On behalf of SOLAS, the ETBI and the ETBs, I thank the Chairman and the joint committee members for the opportunity to speak to them on further education and training, FET. SOLAS has responsibility for funding, planning and co-ordinating FET in Ireland. Through the 16 ETBs and other providers the FET system offers access to a wide range of learning opportunities and supports in every corner of the country, regardless of an individual's background or formal education level, and a learning pathway to take individuals as far as they want to go. It currently serves a base of around 200,000 learners every year.
The year 2020 has been unprecedented and challenging for FET. Our ways of working and ways of accessing and engaging in learning have fundamentally changed during the course of the year and it seems increasingly likely that they will results in a permanent legacy and impact even if the threat of Covid diminishes over time. The initial changes happened virtually overnight when the first lockdown was announced in March, closing all FET facilities with immediate effect.
The core aim across SOLAS and the ETBs was to ensure learners were protected and that they could continue to access learning and support. This meant making online opportunities available during the period when FET facilities were closed, with swift and effective modifications to learning delivery and alternative assessment approaches put in place in accordance with quality standards.
The core aim across SOLAS and the ETBs was to ensure the learner was protected and they could continue to access learning and support. This meant making online opportunities available during the period when FET facilities were closed, with swift and effective modifications to learning delivery and alternative assessment approaches put in place in accordance with quality standards; opening up eCollege, our FET online learning portal, and offering digital and other online courses free of charge to any learners who wished to avail of them; supporting the development of skills initiatives by ETBs to meet Covid-related challenges in areas like infection control and remote working; and strong continued engagement with vulnerable learners through regular telephone contact, issuing of learner packs and access to devices. Adult guidance services also remained open via online and telephone access.
On funding was front-loaded to ETBs and other FET providers to sustain operations through the initial period of lockdown. FET learners due to complete courses were guaranteed their allowances for the duration of the closure period. As FET facilities began to reopen, additional funding of €5 million was allocated to support compliance with public health requirements and €5 million to facilitate access to technology by learners.
We have liaised on an ongoing basis with ETBs regarding their funding position and indications are that allocations have been sufficient. Savings may even occur due to the lockdown period for FET facilities. An €8 million fund for ETBs and community education providers has also been launched in the final quarter of the year to mitigate educational disadvantage as a result of Covid. This has all helped to support a robust strategy for the reopening of and admission to FET facilities. Implementation guidelines were produced by Education and Training Boards Ireland in consultation with key stakeholders and they set out measures to reopen and safely deliver teaching and learning activities. This included managing and minimising the risk of Covid in FET settings and controlling outbreaks should they occur. In common with higher education, there was a focus on facilitating lab-based and practical learning, which cannot be delivered effectively on line, including apprenticeships. However, there was also acknowledged meant that small-group learning in areas such as adult and community education, literacy and numeracy and youth reach could proceed on-site, given the needs of those learners.

Brief 1: According to the statement on further education and training, about how many learners does the FET system serve each year?
Brief 2: Continue the statement on further education and training from its last sentence.

Dataset entries:
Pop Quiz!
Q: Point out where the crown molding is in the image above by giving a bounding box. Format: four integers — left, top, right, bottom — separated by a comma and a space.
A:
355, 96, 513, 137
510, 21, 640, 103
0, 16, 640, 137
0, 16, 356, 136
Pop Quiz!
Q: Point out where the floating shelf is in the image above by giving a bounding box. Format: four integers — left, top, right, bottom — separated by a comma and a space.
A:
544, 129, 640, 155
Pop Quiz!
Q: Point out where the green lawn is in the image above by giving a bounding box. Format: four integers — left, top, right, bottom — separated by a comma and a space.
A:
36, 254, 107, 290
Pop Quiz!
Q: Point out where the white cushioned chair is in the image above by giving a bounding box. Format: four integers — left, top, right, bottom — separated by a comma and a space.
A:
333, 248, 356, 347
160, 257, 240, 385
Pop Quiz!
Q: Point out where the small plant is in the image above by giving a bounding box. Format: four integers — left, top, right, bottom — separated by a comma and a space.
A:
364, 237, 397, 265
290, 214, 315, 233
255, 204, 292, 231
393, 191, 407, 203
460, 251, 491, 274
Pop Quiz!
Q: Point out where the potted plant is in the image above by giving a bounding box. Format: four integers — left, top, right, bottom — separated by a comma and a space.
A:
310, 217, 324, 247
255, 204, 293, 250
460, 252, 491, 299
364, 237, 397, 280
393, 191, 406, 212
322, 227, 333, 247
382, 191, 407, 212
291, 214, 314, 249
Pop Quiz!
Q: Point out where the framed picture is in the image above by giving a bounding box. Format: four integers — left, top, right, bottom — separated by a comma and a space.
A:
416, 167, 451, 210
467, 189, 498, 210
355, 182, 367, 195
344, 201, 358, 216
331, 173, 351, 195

Written reply 1: Around 200,000 learners.

Written reply 2:
While the restrictions throughout the year have had an impact on ETB capacity to deliver FET, overall admissions across courses have remained strong and are approaching 2019 levels, while varying across different types of provision. The moves to online flexible learning opportunities facilitated a ramp-up of workforce upskilling under Skills to Advance. PLC admissions have held up strongly in many parts of the country, while eCollege has drawn many new learners into FET. However, participation on apprenticeship and practical skills courses has declined due to the closure of training facilities for a period and limited capacity on reopening.
The crisis also created a moment of opportunity for FET. At the beginning of 2020, we were on the cusp of launching our new five-year strategy for the system, Transforming Learning, which set out an ambitious reform agenda for the system. FET can offer opportunities to many people with many different needs but it is currently too complex and has too many programmes. We need to simplify pathways to ensure all learners understand they can progress within FET and into exciting jobs or higher education. We need to make FET easier to access with clear and multiple entry points for all types of learners and learning delivered in more flexible ways, making full use of technology. There must be a more consistent learner experience with the same levels of support and guidance on offer, regardless of course and location. We must build a more powerful identity, developing consolidated larger scale FET colleges of the future which can help change the hearts and minds of the communities they serve.
The strategy is built across three pillars: building skills, fostering inclusion and facilitating pathways. It also identifies some key enabling themes: modernisation of staffing and structures, digital transformation, a learner-centred approach and focused capital development. Of course, there is an immediate imperative for FET to lead the upskilling response as part of the recovery and we are rolling out a skills to compete initiative to ensure those left unemployed are able to find a pathway back to sustainable work. Under the July stimulus, we are also co-ordinating an apprenticeship incentive scheme for employers and rolling out an upskilling programme in support of the national retrofitting plan.
I hope this provides a brief overview of the response of the FET system to Covid-19 and the critical reform agenda it is now pursuing. I thank the committee members for their time and look forward to the discussion.